● Set exercise
Carry on the write-up on cooperative task scheduling and yield points below, picking up from its final line.

● Passage provided

Starvation risk: Misbehaving task can hog CPU
Must remember to yield: CPU-bound tasks block everything
Not realistic: Real OS uses preemption
Learning gap: Users may not understand yield points

Mitigated

Starvation: We add yield points in long-running commands
Yield discipline: Document where yields happen
Realism: We explain the difference in documentation

How It Works

Yield Points

// I/O operations yield
pipe.read(&mut buf).await      // Yields until data available
pipe.write(data).await         // Yields if buffer full

// Time operations yield
sleep(duration).await          // Yields until timer fires

// Explicit yield
yield_now().await              // Yields unconditionally

No Yield = Blocking

// This blocks everything!
fn cpu_bound() {
    for i in 0..1_000_000_000 {
        // No await, no yield
    }
}

// Fixed version
async fn cpu_bound_friendly() {
    for i in 0..1_000_000_000 {
        if i % 10000 == 0 {
            yield_now().await;  // Give others a chance
        }
    }
}

Scheduler

impl Executor {
    fn run_one_task(&mut self) -> bool {
        if let Some(task) = self.ready_queue.pop_front() {
            match task.poll() {
                Poll::Pending => {
                    // Task yielded, will be re-queued when woken
                    true
                }
                Poll::Ready(()) => {
                    // Task completed
                    true
                }
            }
        } else {
            false  // No ready tasks
        }
    }
}

Alternatives Considered

1. True preemption (somehow)

● Provided material

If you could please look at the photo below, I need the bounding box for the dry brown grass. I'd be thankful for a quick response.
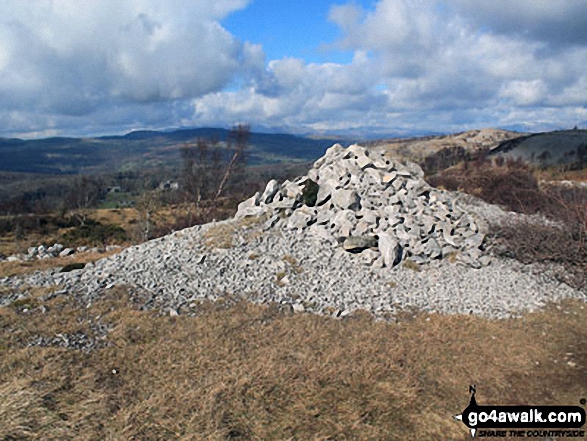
[0,250,120,277]
[0,289,587,440]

● Task response
Pro: Realistic, prevents starvation
Con: Not possible in standard WASM

2. Web Workers for parallelism

Pro: True concurrent execution
Con: Complex message passing, different memory spaces

3. Time-sliced cooperative

Pro: Limits per-task execution time
Con: Adds complexity, still requires explicit yields

4. Actor model

Pro: Clear message boundaries
Con: Different programming model, less Unix-like

Comparison with Real OS

Aspect	Real OS	axeberg
Scheduling	Preemptive (timer interrupt)	Cooperative (await)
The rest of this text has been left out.